AIM:
Copy the entries below word for word, but leave out the pictures.

DATA:

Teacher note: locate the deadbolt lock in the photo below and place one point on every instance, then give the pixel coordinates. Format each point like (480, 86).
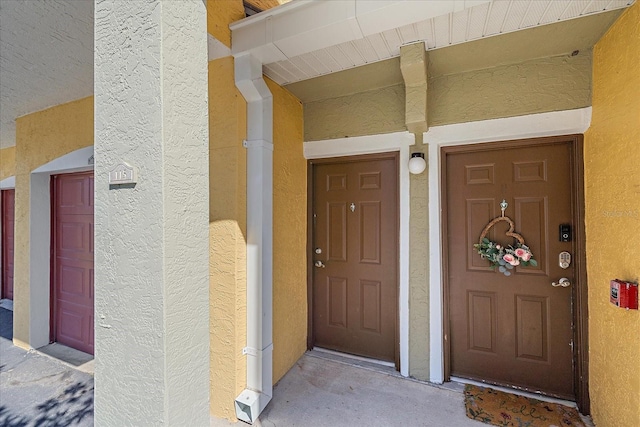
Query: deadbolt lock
(564, 260)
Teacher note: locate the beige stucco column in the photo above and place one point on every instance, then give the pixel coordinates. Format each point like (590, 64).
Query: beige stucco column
(151, 236)
(413, 64)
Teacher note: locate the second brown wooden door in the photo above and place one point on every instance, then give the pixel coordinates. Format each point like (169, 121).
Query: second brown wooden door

CORRECT RESPONSE:
Teacher note: locate the deadbolt lock in the photo below and place one point on every instance, then give the pixel coordinates. Format each point like (480, 86).
Query: deadbolt lock
(564, 260)
Teacher note: locate the beige stucco column in the photo above and place one point on every instance, then give the pixel coordinates. Format each point like (590, 64).
Query: beige stucco column
(151, 236)
(413, 64)
Teacher note: locate the second brown wooden door in the photo above and place one point on every instance, then give the pixel coordinates. Format each point like (169, 121).
Query: second brown wooden door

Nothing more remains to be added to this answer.